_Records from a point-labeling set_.
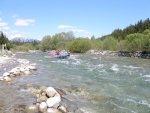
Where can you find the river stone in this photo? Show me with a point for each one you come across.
(60, 91)
(53, 102)
(32, 109)
(52, 110)
(1, 78)
(27, 72)
(1, 103)
(43, 88)
(62, 109)
(6, 74)
(7, 79)
(43, 107)
(50, 91)
(22, 69)
(42, 98)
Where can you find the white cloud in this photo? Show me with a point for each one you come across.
(77, 30)
(3, 24)
(14, 16)
(14, 31)
(15, 35)
(6, 28)
(65, 27)
(24, 22)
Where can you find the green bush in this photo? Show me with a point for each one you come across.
(109, 43)
(79, 45)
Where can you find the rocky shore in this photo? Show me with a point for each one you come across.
(143, 54)
(47, 99)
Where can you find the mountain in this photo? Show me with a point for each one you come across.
(21, 39)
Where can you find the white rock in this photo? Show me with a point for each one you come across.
(22, 69)
(1, 78)
(27, 72)
(50, 91)
(6, 74)
(7, 79)
(63, 109)
(51, 110)
(53, 102)
(31, 67)
(43, 107)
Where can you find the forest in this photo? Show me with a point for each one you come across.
(132, 38)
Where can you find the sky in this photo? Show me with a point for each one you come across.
(34, 19)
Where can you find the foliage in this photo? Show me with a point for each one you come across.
(79, 45)
(138, 42)
(140, 27)
(109, 43)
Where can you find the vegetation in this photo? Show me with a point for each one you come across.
(132, 38)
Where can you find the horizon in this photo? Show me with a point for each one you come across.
(36, 19)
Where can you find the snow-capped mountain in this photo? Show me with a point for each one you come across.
(21, 39)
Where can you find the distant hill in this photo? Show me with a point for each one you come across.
(23, 40)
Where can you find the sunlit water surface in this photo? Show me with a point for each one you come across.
(111, 84)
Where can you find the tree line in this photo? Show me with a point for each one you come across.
(132, 38)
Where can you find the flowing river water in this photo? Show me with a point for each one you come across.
(109, 84)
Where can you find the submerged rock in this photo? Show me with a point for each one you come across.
(43, 107)
(50, 91)
(53, 102)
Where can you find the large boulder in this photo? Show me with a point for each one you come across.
(43, 107)
(50, 91)
(53, 102)
(51, 110)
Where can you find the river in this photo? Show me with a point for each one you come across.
(110, 84)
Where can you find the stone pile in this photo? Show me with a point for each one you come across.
(24, 68)
(48, 100)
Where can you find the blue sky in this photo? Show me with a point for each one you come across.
(38, 18)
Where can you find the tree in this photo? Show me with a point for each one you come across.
(79, 45)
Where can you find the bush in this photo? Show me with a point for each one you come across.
(109, 43)
(79, 45)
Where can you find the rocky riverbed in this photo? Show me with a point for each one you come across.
(46, 99)
(138, 54)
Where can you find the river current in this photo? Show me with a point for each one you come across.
(110, 84)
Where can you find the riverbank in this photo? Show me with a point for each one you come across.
(42, 98)
(139, 54)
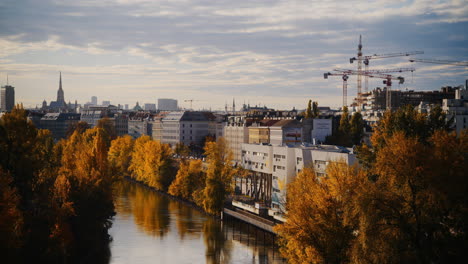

_Objective_. Update the listing above by replacing "this photo" with "this image" everywhere and changing nothing else. Leave the pictures out of your answer.

_Exercise response_.
Where can you find the river stone in this image? Show me with a point for each one you come across.
(60, 91)
(53, 102)
(32, 109)
(52, 110)
(1, 78)
(27, 72)
(1, 103)
(43, 88)
(62, 109)
(6, 74)
(7, 79)
(43, 107)
(50, 91)
(22, 69)
(42, 98)
Where can you find the white cloud in this image? Show me with a point for each one you come across.
(77, 30)
(3, 24)
(14, 16)
(14, 31)
(15, 35)
(6, 28)
(65, 27)
(24, 22)
Where can you find the green bush in this image? Show me with a point for each one you come across.
(109, 43)
(79, 45)
Where can you find the rocky shore in this image? Show me with a point for each one you come across.
(143, 54)
(47, 99)
Where can you find the mountain in this image? Show me with a point for each one you come across.
(21, 39)
Where can you find the white rock in this image? Show me with a point for each one you come across.
(22, 69)
(1, 78)
(27, 72)
(50, 91)
(6, 74)
(7, 79)
(63, 109)
(51, 110)
(53, 102)
(31, 67)
(43, 107)
Where can you find the forest in this image? Show me with a point for each one you come across.
(132, 38)
Where can you find the sky in this image? Show me with a point for each one you come across.
(34, 19)
Where can you find the foliage in this image? Show me with a point for each one you come across.
(79, 45)
(138, 42)
(140, 27)
(109, 43)
Where can you find the vegetation in this image? Show me with a point for each one you come across.
(132, 38)
Where can you find the horizon in this image? Show me with a point for each one you come across.
(36, 19)
Where can you find the snow-capped mountain in this image? Show me with a point for each one you come across.
(21, 39)
Where can you find the distant hill in this image? Show me with a point for each one you come across.
(23, 40)
Where can you find the sunlit water surface in this image? Show me with a point for each one you come across.
(111, 84)
Where can you find the tree line in this image? Show me with a point for each one you come across.
(132, 38)
Where can you find the flowing river water in this image? Show me with a point for each one you come across.
(109, 84)
Where can you find the submerged rock in this image? Show me with a point for each one you come across.
(43, 107)
(50, 91)
(53, 102)
Where can you find the large boulder in this image? Show me with a point for each one you come across.
(43, 107)
(50, 91)
(53, 102)
(51, 110)
Where can you find the river in this image? Show me with a point for each one you come across.
(110, 84)
Where can you find the stone pile in this image? Show me with a point for each one you come across.
(24, 68)
(48, 100)
Where can you find the blue sky in this image? Show me with a point for each one you come across.
(38, 18)
Where can you find the tree in this image? Show me with a point for each one you come across.
(79, 45)
Where can you find the bush in this image? Show me with a point for each one you come across.
(109, 43)
(79, 45)
Where can you find the rocky riverbed in this image? Show me with a point for each one you come across.
(46, 99)
(138, 54)
Where can you find the river current in this image? Show me with a point for each one you come across.
(110, 84)
Where can you find the riverbank in this image? Show me with a point for each one you come across.
(42, 98)
(139, 54)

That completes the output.